» Exercise details
Return the entries below in their exact form, leaving the pictures out.

» Data rows

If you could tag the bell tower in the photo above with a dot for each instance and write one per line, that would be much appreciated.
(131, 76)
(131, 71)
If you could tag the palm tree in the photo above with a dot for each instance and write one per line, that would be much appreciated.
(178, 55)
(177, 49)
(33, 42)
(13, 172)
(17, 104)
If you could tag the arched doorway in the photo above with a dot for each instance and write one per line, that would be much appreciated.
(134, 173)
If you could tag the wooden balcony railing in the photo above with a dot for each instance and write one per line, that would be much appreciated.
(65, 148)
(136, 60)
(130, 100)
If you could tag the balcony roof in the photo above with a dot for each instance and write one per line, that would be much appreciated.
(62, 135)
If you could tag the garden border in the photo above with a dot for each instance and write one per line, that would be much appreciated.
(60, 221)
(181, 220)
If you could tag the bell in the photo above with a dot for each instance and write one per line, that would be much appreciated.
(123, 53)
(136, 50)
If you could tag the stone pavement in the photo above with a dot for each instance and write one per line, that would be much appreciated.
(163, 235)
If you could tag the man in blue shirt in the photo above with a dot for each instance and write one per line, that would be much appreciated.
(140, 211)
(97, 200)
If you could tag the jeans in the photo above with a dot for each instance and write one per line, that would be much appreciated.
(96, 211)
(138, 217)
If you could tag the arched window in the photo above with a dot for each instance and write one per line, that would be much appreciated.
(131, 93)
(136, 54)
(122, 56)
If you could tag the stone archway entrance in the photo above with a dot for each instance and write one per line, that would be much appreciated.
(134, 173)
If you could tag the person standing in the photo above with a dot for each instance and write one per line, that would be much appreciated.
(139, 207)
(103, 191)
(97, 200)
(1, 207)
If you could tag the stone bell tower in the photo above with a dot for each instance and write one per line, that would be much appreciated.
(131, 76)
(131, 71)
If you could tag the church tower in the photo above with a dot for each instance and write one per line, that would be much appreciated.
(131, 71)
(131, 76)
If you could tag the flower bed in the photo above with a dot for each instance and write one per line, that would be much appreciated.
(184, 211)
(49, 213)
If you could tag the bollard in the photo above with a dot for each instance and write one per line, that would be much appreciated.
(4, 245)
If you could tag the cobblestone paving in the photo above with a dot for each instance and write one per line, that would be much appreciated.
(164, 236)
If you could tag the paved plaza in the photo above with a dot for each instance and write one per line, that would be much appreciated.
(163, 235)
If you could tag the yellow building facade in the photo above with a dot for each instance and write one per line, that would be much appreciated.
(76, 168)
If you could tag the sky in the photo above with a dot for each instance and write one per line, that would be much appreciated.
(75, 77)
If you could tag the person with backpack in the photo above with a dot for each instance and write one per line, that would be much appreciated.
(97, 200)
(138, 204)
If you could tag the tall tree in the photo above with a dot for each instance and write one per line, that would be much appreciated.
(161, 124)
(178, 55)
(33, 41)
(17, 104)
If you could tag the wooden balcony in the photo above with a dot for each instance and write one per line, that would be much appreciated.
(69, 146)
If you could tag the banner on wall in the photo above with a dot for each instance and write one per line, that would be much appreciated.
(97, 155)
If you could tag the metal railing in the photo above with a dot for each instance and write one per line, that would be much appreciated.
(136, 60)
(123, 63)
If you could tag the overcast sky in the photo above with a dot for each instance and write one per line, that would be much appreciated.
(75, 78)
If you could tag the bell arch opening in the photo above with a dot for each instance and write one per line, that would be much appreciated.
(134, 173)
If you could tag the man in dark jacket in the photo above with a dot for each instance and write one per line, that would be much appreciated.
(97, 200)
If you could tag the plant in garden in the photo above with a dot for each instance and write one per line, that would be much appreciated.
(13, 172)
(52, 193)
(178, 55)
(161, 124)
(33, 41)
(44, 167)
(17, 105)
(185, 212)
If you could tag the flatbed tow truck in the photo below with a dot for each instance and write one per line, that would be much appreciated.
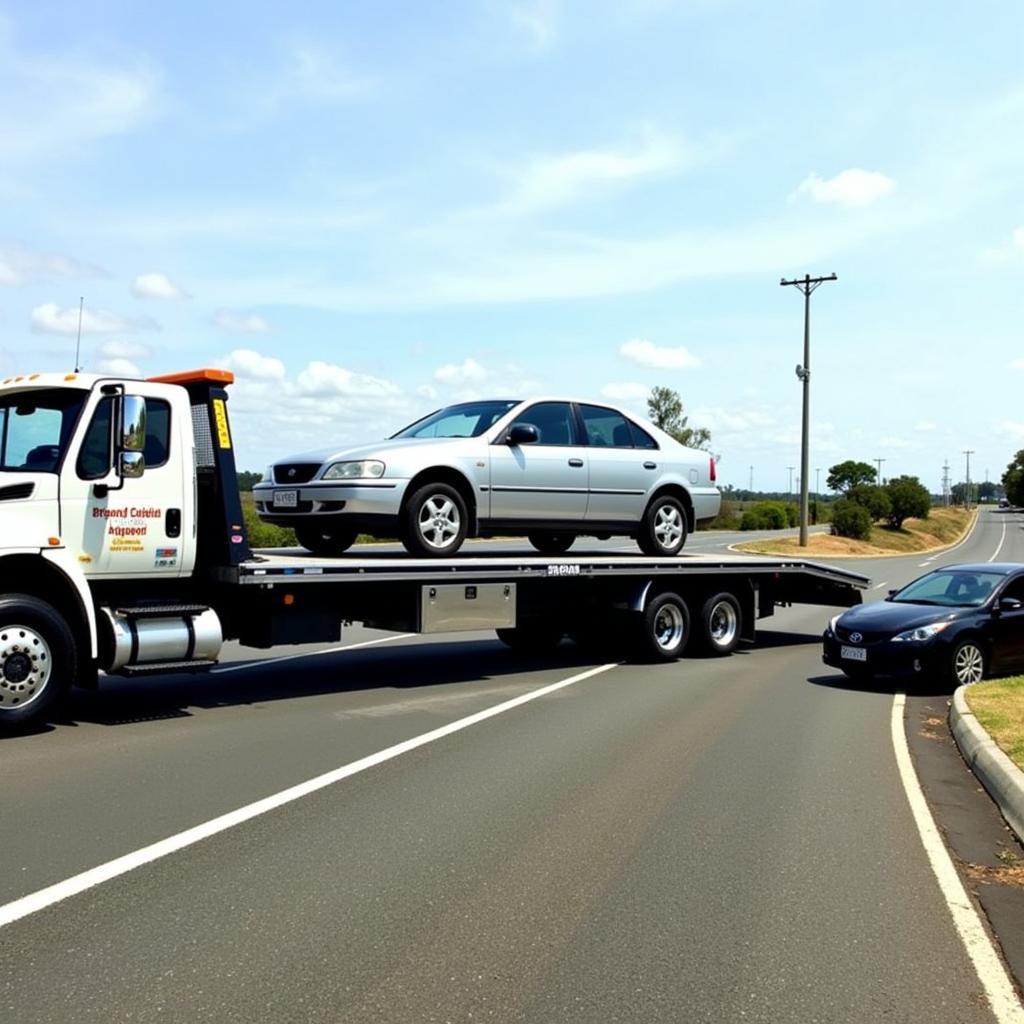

» The response
If you could tag the bell tower in the photo above with a dot for each instance and write one per line, that would be much appreciated.
(131, 76)
(131, 71)
If you could tag the palm tree in the photo above with a dot for each instance and write one per line, that would be much appreciated.
(178, 55)
(177, 49)
(33, 42)
(13, 172)
(17, 104)
If you could tag the arched doorway in the photo above with a dot for each instance and write one per line, that would be much appreciated.
(134, 173)
If you could tag the wooden balcony railing in the photo above with a dot for each instance and write one per line, that would be much appreciated.
(65, 148)
(136, 60)
(130, 100)
If you could tag the balcony roof in the photo above with a dot for each instance and write one per line, that would be much appreciated.
(62, 135)
If you could tag the garden border in the photo above with a dot for each instance and write one per line, that would be much appreciated.
(60, 221)
(181, 220)
If you could tag the bell in the photo above with a dot for each instance and write one per line, that would be much appreciated.
(123, 53)
(136, 50)
If you could tag the stone pavement in the photo above with a dot for each instance and write one per line, that would be much appreciated.
(163, 235)
If you could tag the man in blue shirt in the photo above with a dot for each instance and write one per line, that would be much appreciated.
(140, 211)
(97, 200)
If you could tag the jeans in the photo above with a dot for each instance and write one per line, that would be much appreciated.
(96, 211)
(138, 217)
If you could tag the arched window in the photo above with a dot for each instance and write one per line, that would be much appreciated.
(131, 93)
(136, 54)
(122, 56)
If you could tag the stone archway entrance in the photo above with a dot for each instance and write one per line, that would be much appreciated.
(134, 173)
If you could tag the person standing in the photo above with a dot for each instance and write one per line, that would be much appreciated.
(139, 207)
(103, 191)
(97, 200)
(1, 207)
If you could tag the stone bell tower in the photo above with a dot for each instance and write one per line, that would be much appreciated.
(131, 76)
(131, 71)
If you could tag the church tower in the photo above with a dot for each instance and write one per line, that would be much appreciated.
(131, 71)
(131, 76)
If you could tag the flower bed in the photo above with a dot for each instance and write one per line, that would be much appreciated.
(184, 211)
(49, 213)
If you could tag the bollard in the photo above with a dot for each instance and write one per line, that would be much appreciated.
(4, 245)
If you could tag the cobblestone paving in the photo above with a dot for each instance and write one per line, that would be much appreciated.
(164, 236)
If you could tag the paved plaza in the photo above with a dot for each instance and write one per line, that would be much appreciated.
(163, 235)
If you could tag the yellow building facade in the photo above with a dot for each instance and write one per line, that would be much appreciated.
(76, 168)
If you could tag the sky in the photo above with a dot for each instance and write one per line, that would be much appreciated.
(75, 77)
If you could tag the person with backpack in the photo above with a dot for each instance and write one per line, that would be much appreciated.
(97, 200)
(138, 204)
If you could tag the tall tree in the photo above with a dot for each instance and write one per line, that would be much appreciated.
(161, 124)
(178, 55)
(33, 41)
(17, 104)
If you could tag the wooden balcony in the photo above with a dot for each instance and write one per line, that would be much appreciated.
(69, 146)
If you could tag the banner on wall in the photo above with a dot for each instance and write one per line, that would be much appreciated.
(97, 155)
If you could tag the metal railing in the photo above with a dot for each instance and write one per line, that would be much appreciated.
(136, 60)
(123, 63)
If you could tag the overcast sky in the photo above with a dot for each instance and write one per line, that would be much appreciated.
(75, 78)
If you could tag the bell arch opening in the photo above with a dot for each instance and write one per line, that would be much appreciated.
(134, 173)
If you could tag the man in dark jacket in the photo above with a dot for each instance and write one per line, that would be much appreciated.
(97, 200)
If you could tag the plant in garden in the photo above with a dot for each instance and write one per line, that would be much appreciated.
(13, 172)
(52, 193)
(178, 55)
(161, 124)
(33, 41)
(44, 167)
(17, 105)
(185, 212)
If you could tag the flatbed tow truck in the photo below with a dot for each instance and write one per line, that would be much appreciated.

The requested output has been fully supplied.